_Document extract:_

********************

The Day My Kid Negotiated His Way Out of a Problem (And Why Schools Never Taught Him How)
My 15-year-old came downstairs Thursday night looking defeated.
“My history teacher assigned our group project partners. I got stuck with two kids who never do any work. Last time we had a group project with them, I ended up doing everything the night before it was due.”
I could see where this was going. He wanted me to email the teacher.
Instead, I asked: “What do you want to happen?”
He thought about it. “I want to be in a different group. Or at least have the teacher know what’s happening so I don’t get a bad grade when they don’t do their part.”
“Okay. What’s your plan?”
“My plan? I… I don’t know. Can you email her?”
That’s the moment I realized: We’d taught him money management. We’d taught him to create value and earn. But we’d never taught him to advocate for himself.
Schools don’t teach this. They teach kids to follow the rules, accept assigned partners, and suffer in silence. Then suddenly at 18, we expect them to negotiate salaries, advocate with landlords, and stand up for themselves in relationships.

********************

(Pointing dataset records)
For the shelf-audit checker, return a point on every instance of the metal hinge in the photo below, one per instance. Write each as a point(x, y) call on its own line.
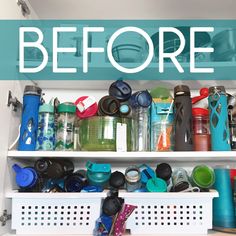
point(5, 217)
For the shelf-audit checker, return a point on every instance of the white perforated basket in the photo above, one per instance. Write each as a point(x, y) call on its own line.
point(55, 213)
point(170, 213)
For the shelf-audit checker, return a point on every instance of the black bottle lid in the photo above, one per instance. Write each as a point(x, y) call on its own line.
point(181, 90)
point(163, 171)
point(117, 179)
point(120, 90)
point(108, 105)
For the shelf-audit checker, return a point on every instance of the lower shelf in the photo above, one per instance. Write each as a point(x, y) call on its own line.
point(211, 156)
point(76, 213)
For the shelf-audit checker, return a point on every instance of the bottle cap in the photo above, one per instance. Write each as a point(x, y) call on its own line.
point(117, 179)
point(120, 90)
point(46, 108)
point(146, 173)
point(141, 99)
point(86, 107)
point(66, 107)
point(181, 90)
point(92, 189)
point(132, 174)
point(124, 109)
point(216, 89)
point(203, 176)
point(32, 90)
point(197, 111)
point(112, 205)
point(156, 185)
point(163, 171)
point(108, 105)
point(25, 177)
point(75, 183)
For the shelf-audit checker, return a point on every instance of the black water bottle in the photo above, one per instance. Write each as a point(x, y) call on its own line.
point(183, 119)
point(54, 169)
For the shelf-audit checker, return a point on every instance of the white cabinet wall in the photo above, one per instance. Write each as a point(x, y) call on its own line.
point(81, 9)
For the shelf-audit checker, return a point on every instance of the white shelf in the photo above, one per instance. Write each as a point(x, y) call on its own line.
point(16, 194)
point(105, 71)
point(212, 156)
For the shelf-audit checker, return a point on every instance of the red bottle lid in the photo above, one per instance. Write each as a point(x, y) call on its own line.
point(86, 107)
point(197, 111)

********************

_Objective 1:_ From the essay on self-advocacy, list everything it says we expect young people to do once they turn 18.
_Objective 2:_
Answer these questions from the essay on self-advocacy:
(a) How old is the son?
(b) Which teacher assigned the group project partners?
(c) Besides money management, what had the parents taught him?
_Objective 3:_ Continue the essay on self-advocacy, starting after its final sentence.

_Exercise answer 1:_
- Negotiate salaries
- Advocate with landlords
- Stand up for themselves in relationships

_Exercise answer 2:_
(a) 15
(b) His history teacher
(c) To create value and earn

_Exercise answer 3:_
It doesn’t work that way.
The Problem: Schools Punish Advocacy

Here’s what happens in most classrooms:
A kid disagrees with a grade. A kid questions an assignment. A kid asks to switch groups because of a legitimate problem.
The response? “That’s just how it is.” “Life isn’t fair.” “Learn to work with everyone.”
Translation: Accept what authority figures decide. Don’t question. Don’t negotiate. Compliance is rewarded. Advocacy is seen as defiance.
Then these same kids graduate, and we wonder why they:
- Accept the first salary offer without negotiating
- Stay silent when roommates take advantage of them
- Let friends treat them poorly because they “don’t want to cause problems”
- Struggle to ask for extensions, accommodations, or help when they need it
The pattern starts young. Kids learn that asking for what they need makes them “difficult.” So they stop asking.
By high school, they’d rather suffer in silence than advocate for themselves. By college, they’ve internalized that their needs don’t matter as much as maintaining peace.
This isn’t preparing them for life. It’s teaching them to be doormats.
What Negotiation Actually Means for Kids

When I say “teach kids to negotiate,” I don’t mean turning them into entitled demanders who think everything should go their way.
I mean teaching them to:
Identify what they actually need (not just complain about what they don’t like)
Articulate their position clearly (without emotion overwhelming the message)
Propose solutions (not just present problems)
Listen to the other side (negotiation isn’t demanding, it’s collaborative problem-solving)
Accept “no” gracefully (but know they tried)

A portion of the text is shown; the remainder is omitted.